## [JOB]
Copy out all of the records below character for character, omitting the pictures.

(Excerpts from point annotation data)

## start

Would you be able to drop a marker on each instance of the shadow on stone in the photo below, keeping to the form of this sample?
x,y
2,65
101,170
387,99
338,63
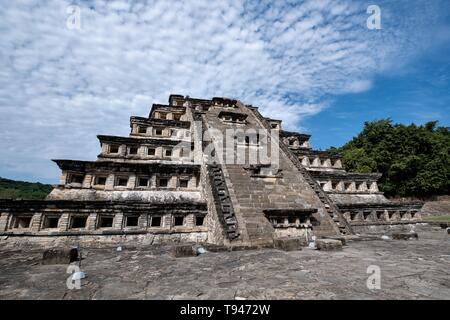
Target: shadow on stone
x,y
405,235
289,244
60,256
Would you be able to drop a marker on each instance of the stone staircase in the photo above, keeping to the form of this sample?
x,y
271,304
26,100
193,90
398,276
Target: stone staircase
x,y
331,209
222,201
247,195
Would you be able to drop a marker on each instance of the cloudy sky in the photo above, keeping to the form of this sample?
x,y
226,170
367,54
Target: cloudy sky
x,y
313,64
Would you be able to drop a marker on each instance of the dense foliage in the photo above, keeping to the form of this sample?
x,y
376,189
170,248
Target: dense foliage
x,y
10,189
414,160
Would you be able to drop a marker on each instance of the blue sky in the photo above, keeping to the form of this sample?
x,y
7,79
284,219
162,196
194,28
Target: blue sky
x,y
314,64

## end

## [FULL OUTPUT]
Would you be able to drop a marker on each instance of the shadow on stone in the photo below, keeping to the form of this sample?
x,y
2,65
101,170
387,99
338,63
Target: shadow on stone
x,y
405,235
289,244
60,256
Would you be able to drop a marker on each instance of the stone staircase in the photo above, keeping to the form of this sample?
x,y
271,304
26,100
193,90
398,276
Target: stone staircase
x,y
331,209
222,201
247,195
Would you be able to drop a marker on each instance of the cloudy sky in the photo above, keeping to the form of this sample?
x,y
226,170
367,54
Target: cloudy sky
x,y
313,64
Would you be able to drop a marker on each instance of the dense foliage in the photo above, keeping to the form of this sample?
x,y
376,189
170,248
Target: dense foliage
x,y
10,189
414,160
Would you be able to drop a marker on each instance of the blue sky in the photo above, keeping to the form of this sample?
x,y
7,79
284,219
162,196
194,28
Target: blue sky
x,y
314,64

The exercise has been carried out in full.